À PRODUIRE:
Présente en CSV à deux colonnes, « énoncé » et « réponse », la portion de la liste qui va de la ligne contenant "In this screenshot, identify the dark" jusqu'à la ligne contenant "[354, 171, 371, 190]" incluse. Mets une ligne par énoncé avec sa réponse, chaque champ entre guillemets et les sauts de ligne remplacés par des espaces.

LISTE PRÉSENTÉE:
■ ■ ■ ■ ■

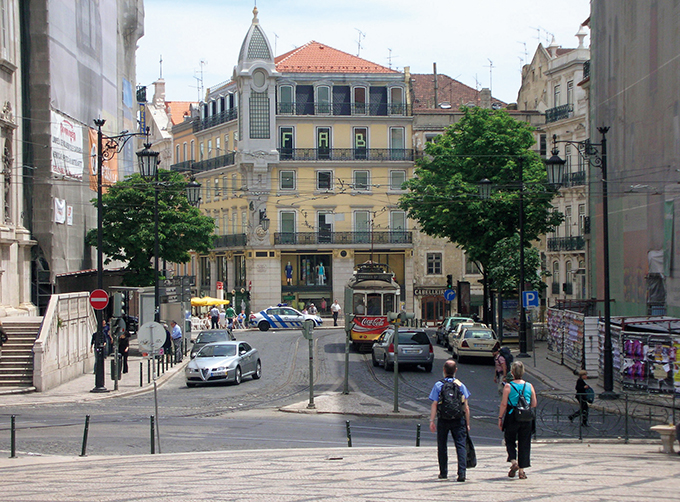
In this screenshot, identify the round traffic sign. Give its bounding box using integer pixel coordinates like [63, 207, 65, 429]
[90, 289, 109, 310]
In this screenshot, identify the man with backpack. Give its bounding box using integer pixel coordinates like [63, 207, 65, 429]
[430, 359, 470, 482]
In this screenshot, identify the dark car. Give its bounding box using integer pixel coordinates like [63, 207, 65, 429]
[191, 329, 236, 357]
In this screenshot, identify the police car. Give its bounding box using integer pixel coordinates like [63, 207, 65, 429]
[249, 306, 323, 331]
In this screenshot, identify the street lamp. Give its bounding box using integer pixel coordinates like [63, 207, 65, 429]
[549, 126, 618, 399]
[91, 119, 155, 393]
[479, 155, 564, 357]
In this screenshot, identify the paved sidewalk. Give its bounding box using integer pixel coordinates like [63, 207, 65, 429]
[0, 443, 680, 502]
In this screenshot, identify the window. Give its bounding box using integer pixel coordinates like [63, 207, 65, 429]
[316, 127, 331, 159]
[279, 171, 295, 190]
[390, 127, 406, 160]
[354, 127, 368, 160]
[427, 253, 442, 275]
[316, 85, 331, 114]
[352, 87, 366, 115]
[279, 85, 295, 114]
[279, 127, 295, 160]
[390, 87, 406, 115]
[316, 171, 333, 190]
[390, 171, 406, 190]
[280, 211, 295, 244]
[354, 171, 371, 190]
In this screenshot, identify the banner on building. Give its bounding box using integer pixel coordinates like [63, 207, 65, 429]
[89, 129, 118, 192]
[50, 110, 85, 181]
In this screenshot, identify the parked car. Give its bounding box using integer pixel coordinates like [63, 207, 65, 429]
[191, 329, 236, 357]
[249, 307, 323, 331]
[437, 317, 474, 347]
[451, 325, 501, 361]
[184, 341, 262, 387]
[371, 329, 434, 372]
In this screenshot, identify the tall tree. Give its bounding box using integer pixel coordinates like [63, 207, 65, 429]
[400, 108, 563, 319]
[87, 170, 215, 286]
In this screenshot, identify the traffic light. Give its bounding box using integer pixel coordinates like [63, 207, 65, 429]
[113, 293, 125, 317]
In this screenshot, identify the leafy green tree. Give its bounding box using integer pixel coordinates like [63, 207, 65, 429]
[87, 170, 215, 286]
[400, 108, 563, 318]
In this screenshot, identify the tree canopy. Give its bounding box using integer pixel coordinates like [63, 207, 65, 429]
[87, 170, 215, 286]
[400, 108, 563, 275]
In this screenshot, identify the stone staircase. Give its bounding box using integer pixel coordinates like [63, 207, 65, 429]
[0, 317, 43, 388]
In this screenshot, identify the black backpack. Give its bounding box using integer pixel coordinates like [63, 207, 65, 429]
[498, 347, 515, 366]
[437, 379, 465, 420]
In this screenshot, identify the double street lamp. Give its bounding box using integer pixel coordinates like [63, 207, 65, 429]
[551, 126, 618, 399]
[479, 154, 565, 357]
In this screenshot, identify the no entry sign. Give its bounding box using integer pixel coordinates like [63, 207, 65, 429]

■ ■ ■ ■ ■

RÉSULTAT OBTENU:
énoncé,réponse
"In this screenshot, identify the dark car. Give its bounding box using integer pixel coordinates like [63, 207, 65, 429]","[191, 329, 236, 357]"
"In this screenshot, identify the police car. Give its bounding box using integer pixel coordinates like [63, 207, 65, 429]","[249, 306, 323, 331]"
"In this screenshot, identify the street lamp. Give its bounding box using integer pixel coordinates like [63, 207, 65, 429]","[549, 126, 618, 399] [91, 119, 155, 393] [479, 155, 564, 357]"
"In this screenshot, identify the paved sidewalk. Give its bounding box using integer pixel coordinates like [63, 207, 65, 429]","[0, 443, 680, 502]"
"In this screenshot, identify the window. Give its bounding box using integer pixel coordinates like [63, 207, 65, 429]","[316, 127, 331, 159] [279, 171, 295, 190] [390, 127, 406, 160] [354, 127, 368, 160] [427, 253, 442, 275] [316, 85, 331, 114] [352, 87, 366, 115] [279, 85, 295, 114] [279, 127, 295, 160] [390, 87, 406, 115] [316, 171, 333, 190] [390, 171, 406, 190] [280, 211, 295, 244] [354, 171, 371, 190]"